### ARTICLE
━━━━━━

M. Jacques Blanc a considéré pour sa part que la spécificité de la société saoudienne rendait son évaluation difficile. Par ailleurs, la particularité du système politique saoudien invite également à la prudence dans les appréciations portées. Il a souligné qu'Israël demeurait au coeur des préoccupations des Saoudiens et que les manifestations politiques libanaises leur faisaient craindre une certaine contagion.

Mme Dominique Voynet a souhaité savoir si les clés de répartition de la rente pétrolière étaient connues et si par ailleurs la délégation avait pu aborder la question de l'application du Protocole de Kyoto, pour laquelle l'Arabie saoudite souhaite apparemment reporter ses efforts sur les pays en développement.

M. André Rouvière a souhaité savoir dans quelle mesure l'Arabie saoudite se préparait à la pénurie annoncée de pétrole.

M. Jean François-Poncet s'est interrogé sur la question de la succession au sein de la famille royale.

Mme Josette Durrieu a souhaité connaître la perception saoudienne du projet américain de grand Moyen-Orient.

M. Serge Vinçon, président, a apporté les éléments de réponse suivants :

- la répartition de la rente pétrolière n'est pas transparente. Une partie est consacrée à l'entretien de la famille royale, qui comprend entre 5 et 12.000 personnes. Cette rente a également servi à développer les infrastructures du pays dans des proportions considérables ;

- les questions d'environnement n'ont pas été abordées lors des entretiens ;

- la succession est réglée par la loi fondamentale pour l'actuelle génération des princes. Dans l'hypothèse du décès du Roi Fahd, le prince héritier Abdallah serait amené à lui succéder et la succession passerait ensuite de frère en frère, le dernier étant âgé d'une soixantaine d'années. La question de la succession sera plus difficile lors du passage à la génération suivante des fils des princes actuellement au pouvoir, dans la mesure où elle consistera à privilégier une branche dynastique au détriment des autres, ce qui pourrait générer certaines tensions ;

- la pénurie de pétrole ne menace pas l'Arabie dans l'immédiat. Le pays dispose de 25 % des réserves mondiales et l'évolution des techniques devrait lui permettre de maintenir un niveau de production important sur une période relativement longue ;

- le grand Moyen-Orient et les réformes imposées de l'extérieur ne sont pas perçus de façon positive, mais plutôt comme un facteur de déstabilisation.

Audition de M. René van der Linden, président de l'Assemblée parlementaire du Conseil de l'Europe

Au cours d'une seconde séance, tenue dans l'après-midi, la commission a procédé, conjointement avec la délégation du Sénat pour l'Union européenne, à l'audition de M. René van der Linden, président de l'Assemblée parlementaire du Conseil de l'Europe.

━━━━━━

### CONSIGNE
Selon l'article, quelle part des réserves mondiales de pétrole l'Arabie saoudite détient-elle ? Appuyez-vous uniquement sur l'article.

### ENTRÉES FOURNIES
━━━━━━

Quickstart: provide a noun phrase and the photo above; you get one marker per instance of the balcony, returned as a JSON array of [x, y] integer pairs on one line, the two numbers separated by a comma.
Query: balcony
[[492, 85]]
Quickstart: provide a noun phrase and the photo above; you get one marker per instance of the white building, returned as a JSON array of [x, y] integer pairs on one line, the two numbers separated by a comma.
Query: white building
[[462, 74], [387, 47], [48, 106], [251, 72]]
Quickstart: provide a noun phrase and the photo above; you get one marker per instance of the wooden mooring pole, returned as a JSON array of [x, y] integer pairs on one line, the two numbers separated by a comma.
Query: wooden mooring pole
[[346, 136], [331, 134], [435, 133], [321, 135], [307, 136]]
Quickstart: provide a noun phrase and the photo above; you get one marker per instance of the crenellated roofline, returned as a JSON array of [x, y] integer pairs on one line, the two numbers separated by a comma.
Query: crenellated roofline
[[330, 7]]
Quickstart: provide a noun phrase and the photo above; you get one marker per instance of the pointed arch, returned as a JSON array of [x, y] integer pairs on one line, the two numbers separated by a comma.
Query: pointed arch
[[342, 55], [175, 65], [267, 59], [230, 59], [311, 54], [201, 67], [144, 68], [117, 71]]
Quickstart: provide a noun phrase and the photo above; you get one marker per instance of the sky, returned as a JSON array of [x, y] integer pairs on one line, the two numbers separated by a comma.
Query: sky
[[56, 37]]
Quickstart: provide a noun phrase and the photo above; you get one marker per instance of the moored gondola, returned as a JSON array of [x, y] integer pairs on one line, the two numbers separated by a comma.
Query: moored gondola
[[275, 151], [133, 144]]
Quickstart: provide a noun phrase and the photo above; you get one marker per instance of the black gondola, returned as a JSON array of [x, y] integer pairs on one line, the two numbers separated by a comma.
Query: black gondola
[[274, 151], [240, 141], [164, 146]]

━━━━━━

### RÉSULTAT
L'Arabie saoudite dispose de 25 % des réserves mondiales de pétrole.